What you have to do >>
Retype the entries below word for word, leaving none out.

(Given data begins)

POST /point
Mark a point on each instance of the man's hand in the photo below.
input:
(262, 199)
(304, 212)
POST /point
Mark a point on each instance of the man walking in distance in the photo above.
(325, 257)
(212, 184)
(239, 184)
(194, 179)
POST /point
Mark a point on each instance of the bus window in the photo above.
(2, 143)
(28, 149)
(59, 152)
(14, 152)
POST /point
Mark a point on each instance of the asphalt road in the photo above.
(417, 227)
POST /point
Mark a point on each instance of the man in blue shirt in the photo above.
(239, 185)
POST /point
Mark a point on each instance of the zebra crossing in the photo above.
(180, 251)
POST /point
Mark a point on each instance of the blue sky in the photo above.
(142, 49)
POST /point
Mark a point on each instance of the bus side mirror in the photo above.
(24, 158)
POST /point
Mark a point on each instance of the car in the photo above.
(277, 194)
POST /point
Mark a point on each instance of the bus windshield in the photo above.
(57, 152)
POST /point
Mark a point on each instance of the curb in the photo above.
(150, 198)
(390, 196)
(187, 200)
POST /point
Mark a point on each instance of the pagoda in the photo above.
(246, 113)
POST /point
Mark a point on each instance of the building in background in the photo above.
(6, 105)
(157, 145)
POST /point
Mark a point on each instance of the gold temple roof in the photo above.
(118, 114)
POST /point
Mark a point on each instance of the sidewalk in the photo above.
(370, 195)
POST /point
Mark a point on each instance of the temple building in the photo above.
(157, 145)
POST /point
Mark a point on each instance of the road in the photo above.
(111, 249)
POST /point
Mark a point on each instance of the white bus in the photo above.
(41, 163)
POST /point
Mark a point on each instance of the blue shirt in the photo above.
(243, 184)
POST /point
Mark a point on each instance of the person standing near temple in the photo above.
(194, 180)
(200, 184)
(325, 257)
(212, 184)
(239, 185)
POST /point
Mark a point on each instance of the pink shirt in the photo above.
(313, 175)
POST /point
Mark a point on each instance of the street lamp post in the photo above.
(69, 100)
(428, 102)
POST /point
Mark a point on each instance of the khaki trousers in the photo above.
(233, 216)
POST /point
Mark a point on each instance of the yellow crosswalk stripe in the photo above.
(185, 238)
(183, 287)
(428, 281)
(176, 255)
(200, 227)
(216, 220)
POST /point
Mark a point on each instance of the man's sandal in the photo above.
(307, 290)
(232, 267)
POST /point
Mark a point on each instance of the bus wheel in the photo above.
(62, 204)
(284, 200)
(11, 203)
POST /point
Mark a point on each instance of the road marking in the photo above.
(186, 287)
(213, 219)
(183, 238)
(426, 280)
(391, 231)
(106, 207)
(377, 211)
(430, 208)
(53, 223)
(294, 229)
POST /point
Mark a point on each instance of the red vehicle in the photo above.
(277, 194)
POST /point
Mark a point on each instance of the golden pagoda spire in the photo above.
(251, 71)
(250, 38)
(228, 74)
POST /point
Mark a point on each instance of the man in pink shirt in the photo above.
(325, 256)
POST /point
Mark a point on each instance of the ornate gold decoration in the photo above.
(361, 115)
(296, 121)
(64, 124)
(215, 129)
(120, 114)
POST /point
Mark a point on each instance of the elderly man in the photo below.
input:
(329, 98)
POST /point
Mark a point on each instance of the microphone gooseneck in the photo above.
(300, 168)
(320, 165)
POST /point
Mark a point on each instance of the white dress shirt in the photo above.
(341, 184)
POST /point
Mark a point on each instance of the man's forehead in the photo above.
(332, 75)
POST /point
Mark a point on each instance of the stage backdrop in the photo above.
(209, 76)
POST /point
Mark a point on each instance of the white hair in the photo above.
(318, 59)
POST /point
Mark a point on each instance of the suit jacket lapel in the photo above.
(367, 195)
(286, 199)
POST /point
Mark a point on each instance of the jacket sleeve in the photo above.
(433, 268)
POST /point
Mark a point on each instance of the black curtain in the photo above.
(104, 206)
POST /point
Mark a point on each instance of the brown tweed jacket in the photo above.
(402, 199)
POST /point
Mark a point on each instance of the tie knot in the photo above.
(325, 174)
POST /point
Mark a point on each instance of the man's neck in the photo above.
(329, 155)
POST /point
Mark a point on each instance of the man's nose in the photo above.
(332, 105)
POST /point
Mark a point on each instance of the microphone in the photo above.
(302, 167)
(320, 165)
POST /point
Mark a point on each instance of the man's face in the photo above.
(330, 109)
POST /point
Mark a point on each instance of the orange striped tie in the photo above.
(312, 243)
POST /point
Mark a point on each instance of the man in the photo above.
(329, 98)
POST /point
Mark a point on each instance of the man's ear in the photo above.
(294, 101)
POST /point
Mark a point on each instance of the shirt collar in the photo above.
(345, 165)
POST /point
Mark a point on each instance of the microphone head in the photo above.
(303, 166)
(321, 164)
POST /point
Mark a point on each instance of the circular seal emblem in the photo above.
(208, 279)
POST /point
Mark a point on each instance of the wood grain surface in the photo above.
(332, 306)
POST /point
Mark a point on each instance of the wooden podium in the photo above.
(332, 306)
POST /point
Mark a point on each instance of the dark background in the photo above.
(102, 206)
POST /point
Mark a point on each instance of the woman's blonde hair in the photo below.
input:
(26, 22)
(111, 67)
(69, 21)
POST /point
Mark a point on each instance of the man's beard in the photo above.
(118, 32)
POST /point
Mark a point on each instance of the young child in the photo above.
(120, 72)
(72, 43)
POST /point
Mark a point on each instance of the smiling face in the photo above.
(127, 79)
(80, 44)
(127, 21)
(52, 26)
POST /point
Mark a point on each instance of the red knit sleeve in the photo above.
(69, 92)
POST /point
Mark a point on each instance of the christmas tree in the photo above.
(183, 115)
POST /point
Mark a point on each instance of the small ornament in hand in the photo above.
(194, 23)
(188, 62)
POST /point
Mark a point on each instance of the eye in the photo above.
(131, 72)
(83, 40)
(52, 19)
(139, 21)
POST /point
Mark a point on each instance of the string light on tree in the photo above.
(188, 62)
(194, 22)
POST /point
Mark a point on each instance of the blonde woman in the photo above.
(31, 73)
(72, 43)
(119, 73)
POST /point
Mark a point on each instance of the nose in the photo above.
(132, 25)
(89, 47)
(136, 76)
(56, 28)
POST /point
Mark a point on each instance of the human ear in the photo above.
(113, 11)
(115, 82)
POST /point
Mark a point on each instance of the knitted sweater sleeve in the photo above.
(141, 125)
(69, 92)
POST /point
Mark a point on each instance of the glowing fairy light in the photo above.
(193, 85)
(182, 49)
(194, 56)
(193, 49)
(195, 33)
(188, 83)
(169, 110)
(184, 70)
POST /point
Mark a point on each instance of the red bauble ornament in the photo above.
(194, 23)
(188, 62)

(Given data ends)

Task response >>
POST /point
Mark a point on each instance of the man's hand in the photo below.
input:
(262, 199)
(304, 212)
POST /point
Mark a point on each instance of the man walking in distance in the photo above.
(325, 257)
(212, 184)
(239, 184)
(194, 179)
POST /point
Mark a point on each instance of the bus window in the photo above.
(2, 143)
(28, 149)
(59, 152)
(14, 152)
POST /point
Mark a point on each instance of the asphalt road in the photo above.
(417, 227)
POST /point
Mark a point on each instance of the man in blue shirt in the photo above.
(239, 185)
POST /point
Mark a point on each instance of the zebra crossing in the photo above.
(180, 251)
POST /point
Mark a point on each instance of the blue sky in the photo above.
(142, 49)
POST /point
Mark a point on each instance of the bus side mirror in the photo above.
(24, 158)
POST /point
Mark a point on each instance of the car in the photo above.
(277, 194)
POST /point
Mark a point on each instance of the bus windshield in the photo above.
(57, 152)
POST /point
Mark a point on each instance of the curb in the photo above.
(150, 198)
(390, 196)
(187, 200)
POST /point
Mark a point on each instance of the pagoda in the photo above.
(246, 113)
POST /point
Mark a point on each instance of the building in background in the photo above.
(6, 105)
(157, 145)
POST /point
Mark a point on each instance of the gold temple roof in the photo above.
(118, 114)
POST /point
Mark a point on each instance of the sidewalk in the photo above.
(370, 195)
POST /point
Mark a point on each instance of the temple building in the photo above.
(157, 145)
POST /point
Mark a point on each instance of the road in the photo above.
(111, 249)
POST /point
Mark a point on each instance of the white bus in the photo above.
(41, 163)
POST /point
Mark a point on each instance of the blue shirt in the photo above.
(243, 184)
POST /point
Mark a point on each instance of the person standing near temple in the photo above.
(194, 180)
(200, 184)
(325, 257)
(212, 184)
(239, 185)
POST /point
Mark a point on each instance of the pink shirt in the photo above.
(313, 175)
POST /point
Mark a point on each instance of the street lamp post in the photo above.
(69, 100)
(428, 102)
POST /point
Mark a point on each instance of the khaki trousers in the photo above.
(233, 216)
POST /point
Mark a point on each instance of the yellow crosswalk stripe in the photo above.
(185, 238)
(183, 287)
(428, 281)
(176, 255)
(200, 227)
(216, 220)
POST /point
Mark a point on each instance of the man's sandal in the photo above.
(307, 290)
(232, 267)
POST /point
Mark a point on each instance of the bus wheel in the photo above.
(62, 204)
(284, 200)
(11, 203)
POST /point
Mark a point on each instance of the road marking in the photo above.
(186, 287)
(213, 219)
(183, 238)
(426, 280)
(391, 231)
(106, 207)
(377, 211)
(430, 208)
(53, 223)
(294, 229)
POST /point
Mark a point on each instance of the red vehicle in the photo above.
(277, 194)
POST /point
Mark a point on each instance of the golden pagoda spire in the photo above.
(251, 71)
(250, 38)
(228, 74)
POST /point
Mark a point on each instance of the man in pink shirt in the photo above.
(325, 256)
POST /point
Mark a point on each instance of the ornate gold decoration in the photo above.
(361, 115)
(296, 121)
(64, 124)
(215, 129)
(120, 114)
POST /point
Mark a point on each instance of the elderly man in the photo below.
input:
(329, 98)
POST /point
Mark a point on each instance of the microphone gooseneck in the photo above.
(300, 168)
(320, 165)
POST /point
Mark a point on each instance of the white dress shirt in the photo above.
(341, 184)
POST /point
Mark a point on each instance of the man's forehead in the photo above.
(332, 75)
POST /point
Mark a point on each instance of the stage backdrop in the photo above.
(209, 76)
POST /point
Mark a point on each instance of the white hair in the photo above.
(318, 59)
POST /point
Mark a point on each instance of the suit jacket lapel in the photo above.
(367, 195)
(286, 199)
POST /point
Mark a point on each instance of the jacket sleeve in the photo above.
(433, 268)
POST /point
Mark a point on each instance of the black curtain in the photo above.
(104, 206)
POST /point
Mark a point on each instance of the brown tweed jacket in the photo above.
(402, 199)
POST /point
Mark a point on each instance of the tie knot in the photo above.
(325, 174)
POST /point
Mark a point on each instance of the man's neck in the photo above.
(329, 155)
POST /point
Mark a point on each instance of the man's nose in the photo above.
(332, 105)
POST /point
Mark a point on each instance of the microphone in the photo above.
(302, 167)
(320, 165)
POST /point
Mark a point on each instance of the man's face in the photo above.
(330, 109)
POST /point
Mark a point on each instance of the orange striped tie in the photo above.
(312, 243)
POST /point
Mark a point on each instance of the man in the photo above.
(329, 98)
POST /point
Mark a point on each instance of the man's ear in the photo above.
(294, 101)
POST /point
Mark a point on each instance of the shirt collar in the photo above.
(345, 165)
POST /point
Mark a point on each instance of the microphone head in the photo above.
(303, 166)
(321, 164)
POST /point
Mark a point on each instance of the circular seal emblem in the photo above.
(208, 279)
POST /point
Mark a point on each instance of the wood grain surface in the photo above.
(332, 306)
POST /point
Mark a point on each instance of the wooden podium in the photo above.
(332, 306)
POST /point
Mark a point on each instance of the dark background in the photo above.
(102, 206)
POST /point
Mark a point on each instance of the woman's blonde hair in the photo below.
input:
(26, 22)
(111, 67)
(69, 21)
POST /point
Mark a point on each instance of the man's beard in the photo above.
(118, 32)
POST /point
Mark a point on each instance of the young child in the photo above.
(120, 72)
(72, 43)
POST /point
Mark a point on each instance of the smiling face in the photo above.
(127, 79)
(80, 44)
(127, 21)
(52, 26)
POST /point
Mark a point on each instance of the red knit sleeve in the photo above.
(69, 92)
POST /point
Mark a point on each instance of the christmas tree in the photo above.
(183, 115)
POST /point
Mark a point on each instance of the small ornament in hand in the photo above.
(194, 23)
(188, 62)
POST /point
Mark a point on each instance of the eye in the photo above.
(131, 72)
(83, 40)
(52, 19)
(139, 21)
POST /point
Mark a point on each instance of the string light on tree in the photo above.
(188, 62)
(194, 22)
POST /point
Mark a point on each instance of the blonde woman in the photo above.
(31, 73)
(72, 43)
(119, 73)
POST /point
Mark a point on each instance of the nose in the photo above.
(132, 25)
(89, 47)
(136, 76)
(56, 28)
POST /point
Mark a point on each instance of the human ear in the photo above.
(113, 11)
(115, 82)
POST /point
Mark a point on each instance of the knitted sweater sleeve in the photo above.
(141, 125)
(69, 92)
POST /point
Mark a point on each instance of the glowing fairy light in the photo above.
(193, 85)
(182, 49)
(194, 56)
(193, 49)
(195, 33)
(188, 83)
(169, 110)
(184, 70)
POST /point
Mark a point on each instance of the red bauble ornament in the photo above.
(194, 23)
(188, 62)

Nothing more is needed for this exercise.